Work instructions:
Write each record again exactly as it stands.

Data to examine:
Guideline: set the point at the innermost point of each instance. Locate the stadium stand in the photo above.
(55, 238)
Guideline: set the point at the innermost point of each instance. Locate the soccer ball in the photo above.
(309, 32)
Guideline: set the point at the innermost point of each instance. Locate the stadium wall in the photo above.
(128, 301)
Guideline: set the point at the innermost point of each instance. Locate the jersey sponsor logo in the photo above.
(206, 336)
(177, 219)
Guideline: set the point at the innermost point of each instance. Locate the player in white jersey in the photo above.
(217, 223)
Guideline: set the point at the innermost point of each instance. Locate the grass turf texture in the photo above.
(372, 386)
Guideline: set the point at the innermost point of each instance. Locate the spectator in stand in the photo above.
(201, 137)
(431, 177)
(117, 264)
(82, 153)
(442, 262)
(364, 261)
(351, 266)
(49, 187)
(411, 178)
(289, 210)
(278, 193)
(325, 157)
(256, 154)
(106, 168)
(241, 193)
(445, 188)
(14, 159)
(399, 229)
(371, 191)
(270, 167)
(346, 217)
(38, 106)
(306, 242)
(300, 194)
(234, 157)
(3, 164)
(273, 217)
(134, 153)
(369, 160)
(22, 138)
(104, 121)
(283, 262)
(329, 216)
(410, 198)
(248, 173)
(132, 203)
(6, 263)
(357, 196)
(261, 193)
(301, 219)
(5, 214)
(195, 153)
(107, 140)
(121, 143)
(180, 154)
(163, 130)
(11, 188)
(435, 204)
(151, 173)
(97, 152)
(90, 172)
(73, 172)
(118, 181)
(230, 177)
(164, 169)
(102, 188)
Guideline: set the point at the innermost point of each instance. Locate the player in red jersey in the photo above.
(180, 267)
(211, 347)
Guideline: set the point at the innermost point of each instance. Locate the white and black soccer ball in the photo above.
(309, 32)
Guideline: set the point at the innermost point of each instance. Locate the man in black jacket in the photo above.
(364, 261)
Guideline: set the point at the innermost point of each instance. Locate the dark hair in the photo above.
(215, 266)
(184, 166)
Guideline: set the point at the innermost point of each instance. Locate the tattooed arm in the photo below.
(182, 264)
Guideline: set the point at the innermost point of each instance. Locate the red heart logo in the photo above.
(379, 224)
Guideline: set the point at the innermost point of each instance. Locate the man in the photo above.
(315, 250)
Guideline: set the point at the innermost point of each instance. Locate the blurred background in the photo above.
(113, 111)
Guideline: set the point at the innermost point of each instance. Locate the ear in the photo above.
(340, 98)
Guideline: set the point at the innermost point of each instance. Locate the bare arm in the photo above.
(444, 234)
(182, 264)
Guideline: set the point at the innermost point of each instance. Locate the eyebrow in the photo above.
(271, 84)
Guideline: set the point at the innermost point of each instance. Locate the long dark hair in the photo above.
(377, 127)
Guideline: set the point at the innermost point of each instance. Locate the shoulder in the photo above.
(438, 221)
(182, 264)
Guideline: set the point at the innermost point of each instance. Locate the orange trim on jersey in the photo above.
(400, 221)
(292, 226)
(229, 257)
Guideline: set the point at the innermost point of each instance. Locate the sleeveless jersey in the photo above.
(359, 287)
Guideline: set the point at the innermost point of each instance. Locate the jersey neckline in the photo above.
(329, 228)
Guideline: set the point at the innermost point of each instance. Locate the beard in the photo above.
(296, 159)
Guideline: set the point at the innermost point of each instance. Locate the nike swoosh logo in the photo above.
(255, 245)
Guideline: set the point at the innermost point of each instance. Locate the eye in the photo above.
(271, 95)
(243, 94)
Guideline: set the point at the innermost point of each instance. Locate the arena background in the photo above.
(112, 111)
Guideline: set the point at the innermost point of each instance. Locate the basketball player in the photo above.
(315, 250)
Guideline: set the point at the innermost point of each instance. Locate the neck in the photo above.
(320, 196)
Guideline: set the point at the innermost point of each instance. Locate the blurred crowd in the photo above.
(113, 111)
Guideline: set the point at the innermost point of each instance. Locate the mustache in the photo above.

Response area:
Guideline: set the point at the innermost point of each instance. Locate the stadium stand in the photo above.
(55, 238)
Guideline: set the point at the innermost point of each instance. Locate the soccer ball in the photo above.
(309, 32)
Guideline: set the point at the innermost point of each instance. Locate the stadium wall in the photo above.
(128, 301)
Guideline: set the point at the innermost point of each instance. Locate the jersey sponsor logo in the photo above.
(206, 336)
(177, 219)
Guideline: set the point at the innermost point of each instance. Locate the player in white jersey in the photo above.
(217, 223)
Guideline: set the point at the innermost point of each instance. Locate the grass turf texture in the photo above.
(372, 386)
Guideline: set the point at the innermost point of each instance. Locate the spectator in stand in the photo above.
(201, 137)
(431, 177)
(117, 264)
(82, 153)
(442, 262)
(364, 261)
(351, 266)
(49, 187)
(411, 178)
(289, 210)
(278, 193)
(325, 157)
(256, 154)
(106, 168)
(241, 193)
(445, 188)
(14, 159)
(399, 229)
(371, 191)
(270, 167)
(346, 217)
(38, 106)
(306, 242)
(300, 194)
(234, 157)
(3, 164)
(273, 217)
(134, 153)
(369, 160)
(22, 138)
(104, 121)
(283, 262)
(329, 216)
(410, 198)
(248, 173)
(132, 203)
(6, 263)
(357, 196)
(261, 193)
(301, 219)
(5, 214)
(195, 153)
(107, 140)
(121, 143)
(180, 154)
(163, 130)
(11, 188)
(435, 204)
(151, 173)
(97, 152)
(90, 172)
(73, 172)
(118, 181)
(230, 177)
(164, 169)
(102, 188)
Guideline: set the point at the innermost point of each instance. Locate the player in red jersey in the photo above.
(180, 267)
(211, 347)
Guideline: set the point at the innermost point of each instance. Locate the white and black soccer ball in the photo above.
(309, 32)
Guideline: set the point at the innermost point of each instance. Locate the man in black jacket in the photo above.
(364, 261)
Guideline: set the point at the innermost point of each instance. Locate the dark hair in the photo above.
(215, 266)
(184, 166)
Guideline: set the point at the innermost point of each instance. Locate the tattooed arm in the photo below.
(182, 264)
Guideline: set the point at the innermost point of each instance. Locate the red heart logo in the photo above.
(379, 224)
Guideline: set the point at the innermost point of each instance. Locate the man in the photo above.
(315, 250)
Guideline: set the point at the innermost point of each instance. Locate the blurred background in the photo above.
(113, 111)
Guideline: set the point at the innermost point of each instance. Locate the ear in the photo above.
(340, 98)
Guideline: set the point at the innermost point of each instance. Locate the bare arm in the photo above.
(444, 234)
(182, 264)
Guideline: set the point at the innermost point of each instance. Locate the eyebrow in the photo above.
(271, 84)
Guideline: set the point at the innermost point of each instance. Locate the long dark hair in the photo above.
(377, 127)
Guideline: set the point at the innermost point of each instance. Locate the shoulder in the photo above.
(438, 221)
(182, 264)
Guideline: set the point at the innermost point of each instance. Locate the orange trim on jersey in the photo above.
(400, 221)
(292, 226)
(229, 257)
Guideline: set the point at the innermost point of each instance. Locate the sleeveless jersey in the photo above.
(359, 287)
Guideline: set the point at the innermost point of each instance. Locate the jersey neckline in the photo above.
(329, 228)
Guideline: set the point at the innermost point of each instance. Locate the beard in the photo above.
(296, 159)
Guideline: set the point at the innermost point of each instance. Locate the nike swoosh logo in the photo above.
(255, 245)
Guideline: set the point at the innermost point of each instance. Locate the eye in the photo above.
(271, 95)
(243, 94)
Guideline: set the point at the innermost point of each instance. Locate the arena background in the photo above.
(112, 111)
Guideline: set the point at the innermost point of each instance. Locate the basketball player in the photo above.
(315, 250)
Guideline: set the point at the innermost point of each instance. Locate the neck in the photo above.
(320, 196)
Guideline: set the point at the innermost point of each instance. Locate the blurred crowd in the photo above.
(113, 111)
Guideline: set the point at the innermost point of each instance. Locate the mustache in the photo above.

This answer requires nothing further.